Text segment:
◇ ◇ ◇
The major problem is, however, that there seems to be a consensus among all parties (with the exception of the far left) that this system is fundamentally good. That all it needs is a bit of tweaking and all will be fine. That profit-motivated people in charge of capitalist corporate structures actually is the way to run a good, caring society. The only thing a Swedish citizen has influence over in the general elections these days is who is going to be at the helm of this "Sweden Inc". And, increasingly, people are voting for the guy they find most charismatic. The one they like. They don´t vote for a party or an ideology any more. Politicians aren´t into ideology. They aren´t saying, "this is what we think a good society looks like, vote for us", they are saying "if you vote for me, I´ll make your wallet fatter". It´s a popularity contest, not politics. It´s hard to mention one politician who isn´t a turncoat. In fact, they are proud to be turncoats! And precious few, certainly not the socialist democrats, who practically made Sweden what it used to be, are asking their voters for something as outdated solidarity.

Even the green party, which has had my vote for the last twenty years, which has questioned the system from time to time, has joined the choir. And instead, up comes the xenophobic parties, evoking images of a golden age, before "globalism", blaming it all on "foreigners taking our jobs and coming to get rich on our welfare system". And one of these parties has even gained representation in the Swedish parliament. Something is rotten - for sure.
◇ ◇ ◇
Instructions:
(a) List every passage in the text on Swedish politics that appears inside double quotation marks.
(b) Pick up the text on Swedish politics after its final sentence and carry it forward in the same voice.
◇ ◇ ◇
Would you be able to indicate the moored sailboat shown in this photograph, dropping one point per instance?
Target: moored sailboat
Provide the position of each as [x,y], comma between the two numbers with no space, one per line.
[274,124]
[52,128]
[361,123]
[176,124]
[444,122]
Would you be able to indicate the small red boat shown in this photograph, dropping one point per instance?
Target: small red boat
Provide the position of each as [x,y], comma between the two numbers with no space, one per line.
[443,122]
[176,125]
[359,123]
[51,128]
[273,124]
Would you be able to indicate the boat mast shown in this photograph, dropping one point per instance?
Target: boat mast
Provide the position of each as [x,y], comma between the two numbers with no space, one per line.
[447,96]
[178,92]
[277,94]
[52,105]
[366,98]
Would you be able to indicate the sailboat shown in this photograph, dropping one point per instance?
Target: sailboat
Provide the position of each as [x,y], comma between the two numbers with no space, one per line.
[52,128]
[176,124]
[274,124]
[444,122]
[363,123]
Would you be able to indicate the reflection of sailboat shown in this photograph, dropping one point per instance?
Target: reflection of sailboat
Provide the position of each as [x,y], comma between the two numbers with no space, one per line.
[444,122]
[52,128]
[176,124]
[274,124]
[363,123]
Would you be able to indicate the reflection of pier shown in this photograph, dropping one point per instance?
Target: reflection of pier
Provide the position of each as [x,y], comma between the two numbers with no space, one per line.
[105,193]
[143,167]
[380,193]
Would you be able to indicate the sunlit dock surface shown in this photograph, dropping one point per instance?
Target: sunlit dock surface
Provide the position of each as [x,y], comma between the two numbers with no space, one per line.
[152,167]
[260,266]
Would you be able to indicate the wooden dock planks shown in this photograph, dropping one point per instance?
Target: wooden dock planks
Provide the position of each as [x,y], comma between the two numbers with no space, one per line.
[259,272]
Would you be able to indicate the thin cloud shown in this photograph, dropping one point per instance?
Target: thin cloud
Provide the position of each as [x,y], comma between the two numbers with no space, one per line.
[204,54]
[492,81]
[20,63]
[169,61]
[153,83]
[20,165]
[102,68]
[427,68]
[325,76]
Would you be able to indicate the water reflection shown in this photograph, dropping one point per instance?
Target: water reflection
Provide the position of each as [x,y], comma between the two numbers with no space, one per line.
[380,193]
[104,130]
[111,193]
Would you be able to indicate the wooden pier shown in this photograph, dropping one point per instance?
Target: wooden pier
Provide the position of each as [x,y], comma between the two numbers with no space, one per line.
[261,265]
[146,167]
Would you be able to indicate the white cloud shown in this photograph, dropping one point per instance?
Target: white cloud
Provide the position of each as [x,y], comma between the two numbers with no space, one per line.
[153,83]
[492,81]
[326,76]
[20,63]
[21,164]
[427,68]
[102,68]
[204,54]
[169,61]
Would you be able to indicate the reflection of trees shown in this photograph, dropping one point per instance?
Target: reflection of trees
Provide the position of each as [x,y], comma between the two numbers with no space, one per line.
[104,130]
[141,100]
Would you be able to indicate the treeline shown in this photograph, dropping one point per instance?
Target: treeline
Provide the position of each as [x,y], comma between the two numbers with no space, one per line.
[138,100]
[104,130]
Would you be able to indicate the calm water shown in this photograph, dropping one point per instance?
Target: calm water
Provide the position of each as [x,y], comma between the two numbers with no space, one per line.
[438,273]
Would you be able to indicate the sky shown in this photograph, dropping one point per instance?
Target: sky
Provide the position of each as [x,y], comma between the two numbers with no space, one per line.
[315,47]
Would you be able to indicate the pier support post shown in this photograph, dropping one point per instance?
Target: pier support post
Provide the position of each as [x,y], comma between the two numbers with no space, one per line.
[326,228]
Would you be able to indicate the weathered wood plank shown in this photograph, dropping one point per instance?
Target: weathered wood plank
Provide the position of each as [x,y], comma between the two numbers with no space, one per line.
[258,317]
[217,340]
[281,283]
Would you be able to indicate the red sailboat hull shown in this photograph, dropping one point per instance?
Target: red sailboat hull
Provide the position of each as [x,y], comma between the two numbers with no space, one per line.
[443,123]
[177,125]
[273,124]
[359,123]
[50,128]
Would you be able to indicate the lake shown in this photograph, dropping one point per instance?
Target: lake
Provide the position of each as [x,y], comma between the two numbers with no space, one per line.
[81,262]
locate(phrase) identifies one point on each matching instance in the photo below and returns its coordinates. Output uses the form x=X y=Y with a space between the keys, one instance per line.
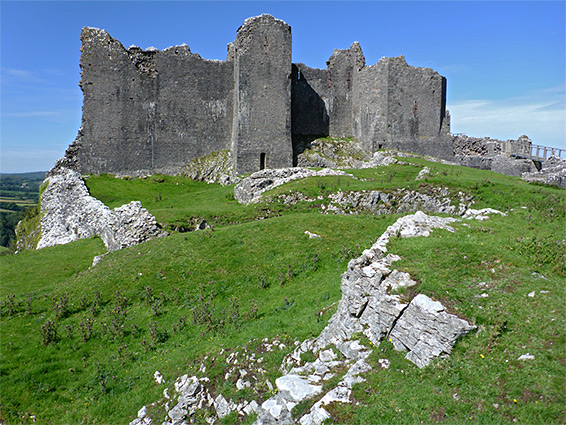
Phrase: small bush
x=49 y=332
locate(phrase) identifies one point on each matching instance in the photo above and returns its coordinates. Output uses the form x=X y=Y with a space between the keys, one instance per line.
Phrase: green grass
x=265 y=278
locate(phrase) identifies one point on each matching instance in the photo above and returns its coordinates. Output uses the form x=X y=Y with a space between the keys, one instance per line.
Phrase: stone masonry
x=153 y=111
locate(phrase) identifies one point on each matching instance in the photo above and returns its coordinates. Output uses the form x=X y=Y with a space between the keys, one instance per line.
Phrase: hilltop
x=81 y=343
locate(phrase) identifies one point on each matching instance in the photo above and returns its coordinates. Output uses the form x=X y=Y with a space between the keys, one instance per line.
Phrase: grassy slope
x=272 y=264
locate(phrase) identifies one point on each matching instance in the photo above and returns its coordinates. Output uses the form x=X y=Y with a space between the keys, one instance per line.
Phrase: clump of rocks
x=68 y=213
x=250 y=189
x=400 y=201
x=369 y=305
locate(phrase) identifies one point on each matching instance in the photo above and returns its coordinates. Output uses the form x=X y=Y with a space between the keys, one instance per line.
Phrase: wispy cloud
x=540 y=114
x=28 y=114
x=18 y=75
x=19 y=161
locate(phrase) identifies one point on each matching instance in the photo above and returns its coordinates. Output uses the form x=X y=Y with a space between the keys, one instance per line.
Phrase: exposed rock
x=427 y=331
x=553 y=172
x=251 y=188
x=296 y=388
x=481 y=214
x=70 y=213
x=423 y=173
x=422 y=327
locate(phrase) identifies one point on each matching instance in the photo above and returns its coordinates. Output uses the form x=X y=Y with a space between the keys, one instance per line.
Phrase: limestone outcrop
x=251 y=188
x=421 y=326
x=68 y=213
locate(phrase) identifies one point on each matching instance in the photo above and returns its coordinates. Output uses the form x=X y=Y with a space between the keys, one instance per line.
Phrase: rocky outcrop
x=251 y=188
x=68 y=213
x=553 y=171
x=421 y=326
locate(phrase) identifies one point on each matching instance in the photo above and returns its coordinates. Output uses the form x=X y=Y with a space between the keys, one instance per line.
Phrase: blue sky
x=504 y=61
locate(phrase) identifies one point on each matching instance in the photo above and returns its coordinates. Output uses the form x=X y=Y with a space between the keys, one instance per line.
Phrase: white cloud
x=20 y=161
x=29 y=114
x=541 y=115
◇ ◇ ◇
Outputs in order:
(a)
- "Sweden Inc"
- "this is what we think a good society looks like, vote for us"
- "if you vote for me, I´ll make your wallet fatter"
- "globalism"
- "foreigners taking our jobs and coming to get rich on our welfare system"

(b)
Also, there is the threat of environmental collaps. And the only way we seem to be able to lower emissions of carbondioxide, is by economic crisis. Greece, Italy, and Spain are doing their bit for the environment. Not willingly, though. And what Björk is saying, is that as long as we can´t see, can´t talk, outside this paradigm box that we have created, nothing will be done.

It´s like we are on a train heading straight for a cliff and instead of trying to find the break, everyone is in a committee-meeting talking about how to get the train to move faster. That´s how I feel much of the time. Perhaps I feel this more keenly as my own choice of lifestyle sometimes gets questioned. Aggressively even, to the point where I have had to cut some people off. I work part-time. I often say that it´s because I´m trying to write a novel. And it is true that I am. But honestly: I don´t have to work full time. What someone has to do, though, is run this home. (And keep an eye on mum-in-law.) And with a husband that has 1½ jobs that he loves, it´s really a no-brainer, considering that I have no desire to be "out there". What society is trying to do, though, is scaring me into working (or rather, "jobbing") more, earning more money, and consuming more stuff. Contribute to the economic growth. Rewarding me with a good (or at least a little better) pension. In case my husband finds a younger, prettier, and better wife. To improve his status, perhaps. Because that´s what I am told people do. That´s what we are told is what is natural to expect.

Well, what happens happens. God willing, as some would say, I´ll be all right. And I persist in choosing to invest in my relationships, no: to serve the people that I love, adding value to the quality of our lives, making time to be together, to eat well, to exercise, to read, and of course, to improve my writing. Perhaps one day I will have written that novel. Perhaps not.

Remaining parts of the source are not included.